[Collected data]

════════════════

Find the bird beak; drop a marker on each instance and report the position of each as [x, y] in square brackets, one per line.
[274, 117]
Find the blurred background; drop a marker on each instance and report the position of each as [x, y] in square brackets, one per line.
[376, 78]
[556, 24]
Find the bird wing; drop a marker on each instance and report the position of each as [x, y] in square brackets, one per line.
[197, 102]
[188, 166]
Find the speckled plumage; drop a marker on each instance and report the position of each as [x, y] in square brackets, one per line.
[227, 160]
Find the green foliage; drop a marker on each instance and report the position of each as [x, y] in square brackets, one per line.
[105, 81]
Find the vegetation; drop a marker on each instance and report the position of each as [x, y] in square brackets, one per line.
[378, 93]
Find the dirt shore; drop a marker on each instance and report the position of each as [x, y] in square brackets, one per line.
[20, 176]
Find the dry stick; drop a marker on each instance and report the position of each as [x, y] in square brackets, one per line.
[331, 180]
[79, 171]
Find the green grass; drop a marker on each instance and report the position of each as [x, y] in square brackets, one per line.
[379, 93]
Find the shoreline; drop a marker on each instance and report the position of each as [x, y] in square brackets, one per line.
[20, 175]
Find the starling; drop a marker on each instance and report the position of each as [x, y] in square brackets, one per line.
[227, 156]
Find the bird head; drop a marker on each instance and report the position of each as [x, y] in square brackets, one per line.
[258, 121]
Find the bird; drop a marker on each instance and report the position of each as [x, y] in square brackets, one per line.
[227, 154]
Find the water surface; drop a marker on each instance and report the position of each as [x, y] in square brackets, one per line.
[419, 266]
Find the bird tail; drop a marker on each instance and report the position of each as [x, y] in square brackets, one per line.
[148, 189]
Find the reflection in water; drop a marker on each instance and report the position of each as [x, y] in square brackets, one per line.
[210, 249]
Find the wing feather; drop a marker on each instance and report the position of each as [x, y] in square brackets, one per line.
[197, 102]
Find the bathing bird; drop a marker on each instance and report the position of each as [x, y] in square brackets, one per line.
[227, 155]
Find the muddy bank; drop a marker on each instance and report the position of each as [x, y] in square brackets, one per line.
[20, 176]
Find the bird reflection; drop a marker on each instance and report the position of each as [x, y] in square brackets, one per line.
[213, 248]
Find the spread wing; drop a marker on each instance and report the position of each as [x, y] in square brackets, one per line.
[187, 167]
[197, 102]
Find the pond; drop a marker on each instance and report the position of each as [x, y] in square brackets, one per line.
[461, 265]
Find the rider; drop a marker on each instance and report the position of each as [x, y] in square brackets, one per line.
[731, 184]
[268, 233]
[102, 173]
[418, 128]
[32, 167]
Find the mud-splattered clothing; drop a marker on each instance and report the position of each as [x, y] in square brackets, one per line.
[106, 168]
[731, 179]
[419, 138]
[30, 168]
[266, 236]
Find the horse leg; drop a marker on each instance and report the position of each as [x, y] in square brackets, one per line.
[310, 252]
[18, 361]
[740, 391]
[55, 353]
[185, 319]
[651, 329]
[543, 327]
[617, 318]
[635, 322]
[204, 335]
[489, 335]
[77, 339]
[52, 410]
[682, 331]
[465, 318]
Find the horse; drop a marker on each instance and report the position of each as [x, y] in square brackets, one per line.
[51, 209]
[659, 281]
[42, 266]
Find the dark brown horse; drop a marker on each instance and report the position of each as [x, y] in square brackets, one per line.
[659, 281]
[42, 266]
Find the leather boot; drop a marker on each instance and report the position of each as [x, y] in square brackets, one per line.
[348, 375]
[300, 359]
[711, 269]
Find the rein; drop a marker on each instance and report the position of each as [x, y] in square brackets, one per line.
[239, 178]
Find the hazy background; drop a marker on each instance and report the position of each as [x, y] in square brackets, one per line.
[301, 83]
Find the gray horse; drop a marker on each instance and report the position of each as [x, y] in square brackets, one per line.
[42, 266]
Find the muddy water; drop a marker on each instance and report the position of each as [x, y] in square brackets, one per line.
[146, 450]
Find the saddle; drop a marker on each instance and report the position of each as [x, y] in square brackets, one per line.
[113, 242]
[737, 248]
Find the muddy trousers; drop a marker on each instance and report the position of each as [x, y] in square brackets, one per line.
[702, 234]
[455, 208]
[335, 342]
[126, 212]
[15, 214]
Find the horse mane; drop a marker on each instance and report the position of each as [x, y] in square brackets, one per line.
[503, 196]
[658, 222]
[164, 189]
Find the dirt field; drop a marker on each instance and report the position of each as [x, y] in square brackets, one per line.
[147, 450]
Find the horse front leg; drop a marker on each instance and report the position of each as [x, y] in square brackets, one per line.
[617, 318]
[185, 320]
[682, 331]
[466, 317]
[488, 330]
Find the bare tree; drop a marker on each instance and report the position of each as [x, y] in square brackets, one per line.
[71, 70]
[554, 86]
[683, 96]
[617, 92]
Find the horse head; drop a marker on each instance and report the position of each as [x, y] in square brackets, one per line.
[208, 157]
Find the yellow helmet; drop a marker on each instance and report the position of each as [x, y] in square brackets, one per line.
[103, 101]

════════════════

Reproduce the data starting at the line containing "Find the horse head;" and ending at the end of the data, with "drop a marker" swapped for "place a pin" and nothing else changed. Give only those lines.

(Result below):
Find the horse head; place a pin on each instance and report the position of each as [x, y] in square brackets, one per line.
[208, 157]
Find the yellow helmet; place a pin on each instance and report the position of each as [x, y] in square brackets, one per line.
[103, 101]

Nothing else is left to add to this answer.